>>>

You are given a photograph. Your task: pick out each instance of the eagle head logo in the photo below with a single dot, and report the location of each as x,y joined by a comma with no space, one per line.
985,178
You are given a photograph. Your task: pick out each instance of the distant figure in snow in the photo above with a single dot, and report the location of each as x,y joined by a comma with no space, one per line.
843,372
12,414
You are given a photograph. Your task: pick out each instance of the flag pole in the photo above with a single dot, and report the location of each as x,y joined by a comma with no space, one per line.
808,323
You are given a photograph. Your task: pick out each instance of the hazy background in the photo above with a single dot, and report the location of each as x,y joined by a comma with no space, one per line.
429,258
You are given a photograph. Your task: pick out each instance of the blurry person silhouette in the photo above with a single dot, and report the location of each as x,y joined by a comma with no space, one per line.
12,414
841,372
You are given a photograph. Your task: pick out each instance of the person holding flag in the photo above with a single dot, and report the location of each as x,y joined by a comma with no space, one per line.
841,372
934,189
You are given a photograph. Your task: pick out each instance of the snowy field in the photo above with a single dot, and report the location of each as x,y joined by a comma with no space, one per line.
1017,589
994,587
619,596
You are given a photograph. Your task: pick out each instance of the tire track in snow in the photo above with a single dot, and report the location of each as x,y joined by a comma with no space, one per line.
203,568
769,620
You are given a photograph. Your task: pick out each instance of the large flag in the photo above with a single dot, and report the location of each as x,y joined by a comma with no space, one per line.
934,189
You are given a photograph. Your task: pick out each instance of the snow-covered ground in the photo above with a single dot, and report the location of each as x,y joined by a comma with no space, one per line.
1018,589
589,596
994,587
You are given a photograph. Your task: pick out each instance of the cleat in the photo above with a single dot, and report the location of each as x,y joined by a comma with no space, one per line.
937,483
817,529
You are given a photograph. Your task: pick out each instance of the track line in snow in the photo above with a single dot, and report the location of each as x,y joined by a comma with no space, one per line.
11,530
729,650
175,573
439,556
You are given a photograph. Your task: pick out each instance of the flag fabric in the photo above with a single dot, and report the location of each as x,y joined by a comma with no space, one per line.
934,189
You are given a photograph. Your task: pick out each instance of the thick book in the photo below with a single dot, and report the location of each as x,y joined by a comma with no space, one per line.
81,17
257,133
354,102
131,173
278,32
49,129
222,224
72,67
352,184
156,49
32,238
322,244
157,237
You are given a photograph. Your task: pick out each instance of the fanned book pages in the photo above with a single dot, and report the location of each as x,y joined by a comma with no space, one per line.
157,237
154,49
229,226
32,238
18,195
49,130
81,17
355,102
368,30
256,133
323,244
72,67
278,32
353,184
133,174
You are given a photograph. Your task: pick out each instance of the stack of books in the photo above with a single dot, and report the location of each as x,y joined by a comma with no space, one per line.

<<<

#### Short exercise
Output the full listing exactly as it stands.

#### Answer to the task
You are given a photograph. Your task: pick out each instance of the eagle head logo in the photo below with a single dot, and report the location of each as x,y joined by a comma with no space, one per line.
985,178
You are given a photograph. Your task: pick out each instance of the distant figure in snow in the photo above with a single dot, and report the location of each as x,y joined by a comma with no space, one per line.
843,372
12,414
You are given a photograph. Your task: pick out each instance of the flag pole in the photo above with a single dot, and report the location of each as x,y joined by a comma with no space, one per line.
808,323
You are given a photograph. Your task: pick out each instance of the hazy background in the photo above with a single dot, and report the location of each as x,y joined by a comma with no space, one per line.
429,258
You are given a photograph. Your task: pick out each instance of the blurry person silhouette in the photo above with a single dot, and report the location of each as x,y joined by a comma with no space, one per line.
12,414
841,372
You are given a photograph. Your task: pick out each instance of the person holding flag in the photo above with a single dot, and report the location of each as x,y joined by a comma with no space, one per line.
841,372
934,189
You are given a photograph. Your task: pick out each instance of the snowy field in the photo above with a single dot, and report the location of each as x,y joined by a comma with no space, one per line.
1017,589
994,587
619,596
You are given a photograph. Your task: pick out each instance of the tire track in snow in the photo above with a single dot, and report the location of each as x,y joined by a comma with no space, one per line.
203,568
769,620
You are given a photograph. Your task: pick out each instance of the large flag in the photo above with a single dot, and report the location of each as x,y joined by a comma with no space, one per line.
934,189
You are given a photograph. Your task: pick out each instance of the snow-covered ground in the photo above with a single dot, and report the location of each as x,y joined by a comma with no space, one per line.
1018,589
589,596
994,587
You are given a photograph. Your task: pick out each instance of the cleat in the photo above with a single dot, and report the location of each as x,y joined by a comma with no space, one per line.
937,483
817,529
You are given a photograph. Your task: pick out each instance of the track line in snow in the photo above with a single dot, and report the location of each as x,y joined by a comma with no space, one per line.
11,530
729,650
175,573
439,556
You are given a photograph. Your task: pick out each instance of the flag fabric in the photo above with a single dot, and report the location of each as x,y joined by a comma with no space, one per line.
934,189
You are given a photograph. Your task: pick out each instance of the thick book in the photo below with a single dot, and report the location of each as x,y joined by a comma with no space, one per line.
81,17
257,133
354,102
131,173
278,32
49,129
222,224
72,67
352,184
156,49
32,238
322,244
157,237
You are given a photograph. Your task: pick out each instance of the fanned book pages in the photo above with a single dot, and report the location of each as x,y joined by a comma with no space, one per line.
157,237
154,49
229,226
32,238
18,195
49,130
81,17
355,102
368,30
256,133
323,244
72,67
278,32
353,184
133,174
You are given a photograph. Your task: pick out each instance of the stack of books in the photo above with a single dot, and report the location of each as x,y joined by a comma with no space, one per line.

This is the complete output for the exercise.